Starting at the line that contains "[indicate] the rock", copy each line through the end of the listing below. Include both ends and output nothing more.

### Dataset rows ###

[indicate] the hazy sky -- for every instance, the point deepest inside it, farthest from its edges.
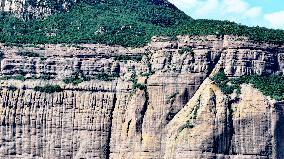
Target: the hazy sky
(267, 13)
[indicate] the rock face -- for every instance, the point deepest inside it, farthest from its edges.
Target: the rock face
(177, 112)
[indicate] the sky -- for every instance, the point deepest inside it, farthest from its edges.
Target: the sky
(265, 13)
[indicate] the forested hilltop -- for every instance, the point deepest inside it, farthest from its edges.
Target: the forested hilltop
(123, 22)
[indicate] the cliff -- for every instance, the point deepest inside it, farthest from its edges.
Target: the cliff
(162, 104)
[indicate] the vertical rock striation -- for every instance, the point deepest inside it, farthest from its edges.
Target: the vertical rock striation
(162, 105)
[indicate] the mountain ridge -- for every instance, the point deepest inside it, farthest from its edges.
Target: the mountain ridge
(126, 23)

###

Final answer ::
[indicate] the rock face -- for every instance, the point deepest inside it, farthest from its edges.
Target: the rock face
(177, 112)
[indicate] the sky -- for every instance, the point deepest inside it, farthest from its edges.
Target: the sky
(265, 13)
[indicate] the forested hilltop -- for every instance, the point deepest inside it, farthest from its edges.
Target: the forested hilltop
(123, 22)
[indicate] the cliff -- for every instance, the point deepest inside it, farthest from its edges.
Target: the cliff
(162, 104)
[indicate] the vertical rock striation -- for every instance, the point deepest inside it, farthest from its edges.
Target: the vertical rock striation
(162, 105)
[indicate] the mountain ridge -- for every instance, the point deepest inside it, farthest from its edges.
Target: the mountain ridge
(126, 23)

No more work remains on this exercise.